- [FRAGMENTO CITADO]:
::::

Dentro de lo perdonable encontramos: ofensas, sufrimientos, deudas de todo tipo. Y desde luego, esto no es fácil. Y porque no es fácil, es que constituye un mérito, un valor humano. El perdonar no implica desconocer ni la magnitud del daño, ni la responsabilidad del que ha cometido el hecho; pero, es anteponer el bien natural, al mal que significa continuar guardando dentro de sí, emociones y sentimientos adversos.
El perdón comienza por nosotros mismos ¡Cuántas veces arrastramos estériles culpas sobre aspectos de los cuales en realidad nunca fuimos responsables! Y es que, desgraciadamente, vivimos en una sociedad que disfruta –malévolamente- de inocularnos la culpa desde que somos bebés. No sólo nos hace sentir culpables, sino que termina volviéndonos auténticos culpables. Una sociedad que goza escogiendo personas e instituciones, para volverlas el foco de toda la atención pública. Una sociedad que crea “chivos expiatorios” de muy diferentes naturalezas y condiciones, para concentrar en ellos de forma simple, simbólica e interesada, todo el supuesto mal, del que en realidad, no son los únicos y absolutos causantes.
Las ventajas prácticas del perdón son infinitas: ante todo, nos libera de una carga opresiva, que de otra forma, arrastraríamos eternamente como modernos Sísifos. Esto se traduce en una existencia más llena de salud física, mental y espiritual.

::::

- [OBJETIVO]:
Escribe la continuación del fragmento sobre el perdón a partir de su última oración. El listado que viene a continuación es material independiente del fragmento sobre el perdón.

- [MATERIAL PRESENTADO]:
::::

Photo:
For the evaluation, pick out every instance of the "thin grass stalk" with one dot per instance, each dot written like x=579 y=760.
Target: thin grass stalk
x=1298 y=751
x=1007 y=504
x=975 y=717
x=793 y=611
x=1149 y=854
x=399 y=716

::::

- [RESPUESTA AL EJERCICIO]:
Estas son las razones primordiales -antes que rituales y dogmáticas- que deberían animar a religiones como el catolicismo, con el sacramento del perdón o la reconciliación; o al judaísmo con el Día del Arrepentimiento, para “exorcizar los propios demonios interiores” de sus dirigentes y fieles, mediante el real ejercicio del perdón individual y colectivo. Sólo basta recordar el padrenuestro cristiano, para sopesar el valor, si se quiere, tan práctico del perdón.
Dar la vuelta a la página, sin complicaciones, y proseguir el camino –ya sin rémoras- en dirección al futuro debe ser la ansiada ruta.
¡Qué infantiles somos negando el habla a quienes pensamos nos han agraviado! ¡Volviéndonos indiferentes a quienes creemos han actuado contra nosotros! Transitemos al perdón, no hay bálsamo más perfumado y sanador que éste.